> [DOCUMENT]
|---|
This is a continuation of my last three blog posts.
Maxim has application note 27, "Understanding and Using Cyclic Redundancy Checks with Maxim 1-Wire and iButton Products", that I will refer to here. You can see this here.
If you transmit data from one place to another you want to know that the data arrived unchanged. The cyclic redundancy check is the best way to tell you if the transmission was successful.
We transmit serial data from two sources within the DS18B20: from its Read Only Memory which has the ROM code stored, and from the scratchpad memory. Basically, while transferring data to us, the user, the DS18B20 looks at the data it is sending, one bit at a time, and makes a calculation. The result of that calculation is an additional byte that is tacked on to the data stream. The value of this byte depends solely on the bits that have preceded it in the transmission. This additional byte is the CRC byte. The ROM code is actually 7 bytes long but the CRC byte makes it 8 bytes long. The scratchpad data is 8 bytes long and its CRS makes it 9 bytes long.
My code calculates the CRC as each bit of each byte is received. One of the nice things about CRC, and, this should be kept in mind, is if the transmission was successfully received, my calculation of the CRC will be 0. It's very easy to check for 0 in code. Any result besides 0 means the transmission failed.
How do you calculate CRC? It's hard to put that into words. The mechanism for calculating CRC is generally expressed as an electronic circuit. You can actually build this circuit and calculate the CRC, or you can emulate this circuit in software. I have done the latter in my One_wire_DS18B20 library file. I was surprised how few lines of code it took to write the CRC function. More on this later.
Getting Into Electronic Hardware
Here we go diving into interesting waters. But, I don't know how to otherwise discuss how this all works. So here we go. Maxim gives a representation of the electronic circuit in it's figure 2 of the application note. Here it is:
I have my own version of that figure that shows more detail, especially what is in those boxes called stages:
There are two different kinds of parts here, the boxes are called flip-flops (No connection to the ones you wear to the beach). Let's look at a flip-flop a little more closely:
Why the funny name, flip-flop? The name describes the functionality, perfectly. The output from the part can be made to flip from one state to another. That is, from a high voltage to a low voltage; or, stated another way, from a logic HIGH state to a logic LOW state; or, stated yet another way, from a "1" to a "0". Of course going back in the other direction is just as easy. Flip-flops make up a large part of the circuitry in your computer microprocessor. There are thousands of them. The simplest can be constructed with just two transistors. The flip-flip we are showing here is a bit more complex and is called a D flip-flop. Below the flip-flop, is a timing diagram that plots voltage (vertical) against time (horizontal). When the voltage is at it's high state we call this a logic "1". When the voltage is near 0 volts, we call this a "0". (That is arbitrary, we could call a high voltage a "0" and a low voltage a "1").
|---|
> [EXERCISE REQUIREMENTS]
1. In the blog post on cyclic redundancy checks, what result of the CRC calculation shows that a transmission was received successfully?
2. Resume the blog post on cyclic redundancy checks after its final sentence and carry on in the same voice.

> [MATERIAL SUPPLIED]
|---|
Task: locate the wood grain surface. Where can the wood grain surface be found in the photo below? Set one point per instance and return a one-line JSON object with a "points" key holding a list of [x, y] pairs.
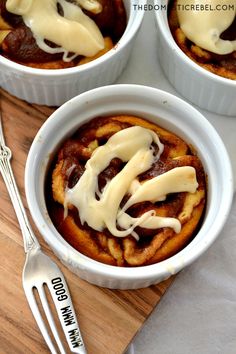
{"points": [[109, 319]]}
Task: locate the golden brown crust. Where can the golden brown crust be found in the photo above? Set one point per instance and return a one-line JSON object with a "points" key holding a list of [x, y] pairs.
{"points": [[17, 42], [154, 245], [221, 65]]}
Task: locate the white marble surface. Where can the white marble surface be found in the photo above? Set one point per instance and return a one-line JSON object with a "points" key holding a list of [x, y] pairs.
{"points": [[198, 313]]}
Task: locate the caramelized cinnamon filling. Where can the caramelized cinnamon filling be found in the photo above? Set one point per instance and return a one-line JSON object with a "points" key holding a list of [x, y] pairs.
{"points": [[19, 43], [153, 244]]}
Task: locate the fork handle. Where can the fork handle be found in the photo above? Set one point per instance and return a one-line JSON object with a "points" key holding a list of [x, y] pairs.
{"points": [[29, 239]]}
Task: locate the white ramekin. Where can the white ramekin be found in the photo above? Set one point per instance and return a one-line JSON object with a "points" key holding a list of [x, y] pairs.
{"points": [[203, 88], [167, 111], [54, 87]]}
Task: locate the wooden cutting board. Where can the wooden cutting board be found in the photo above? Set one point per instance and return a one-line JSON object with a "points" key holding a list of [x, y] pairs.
{"points": [[109, 319]]}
|---|
> [TASK ANSWERS]
1. A calculated CRC of 0.

2.
We see three signals, or waveforms: "Data", "Clock", and "Output" (we are going to ignore reset). "Data" is the information that is being transmitted serially, one bit at a time. "Clock" is another signal, and when it makes a transition from a "0" to a "1", the logic level the device sees on its "D" pin, will appear at its "Q" pin. We show that the data on the "D" pin is "latched" on the rising edge of "Clock" by those upward arrows on the "Clock" waveform. The first time we see "Clock" going from a low to a high, the "Data" happens to be high (or a "1"). After a really short delay, that "1" appears at the output of the flip-flop. That little delay is important. It is not obvious why here, but will be when we consider more than one flip-flop. If you look at each rising transition you will see the output will mirror what is at the "D" pin. So far, not so interesting. But. wait, let's connect a second flip-flop to the first one.
We connect a second D flip-flop so that its "D" ("D" for data, by the way) pin connects to "Q" of the first one. "Clock" connects to both flip-flops. Now we can see why that little delay is important. When we look at the second time the "Clock" goes from low to high, we see that the "D" pin of the first flip-flop is low, so the output of the first flip-flop wants to go low to follow the input. However, there is a slight delay so it stays high for a little while longer. If that delay was not there, the output of the first flip-flop would be changing at the exact time that "Clock" is latching the data at the input of the second flip-flop. What would the output of the second flip-flop be? A "1" or a "0"? Who knows! That little set-up delay assures that the input of the second flip-flop is a "1" long enough so the "Clock" latches a "1" at the output of the second flip-flop.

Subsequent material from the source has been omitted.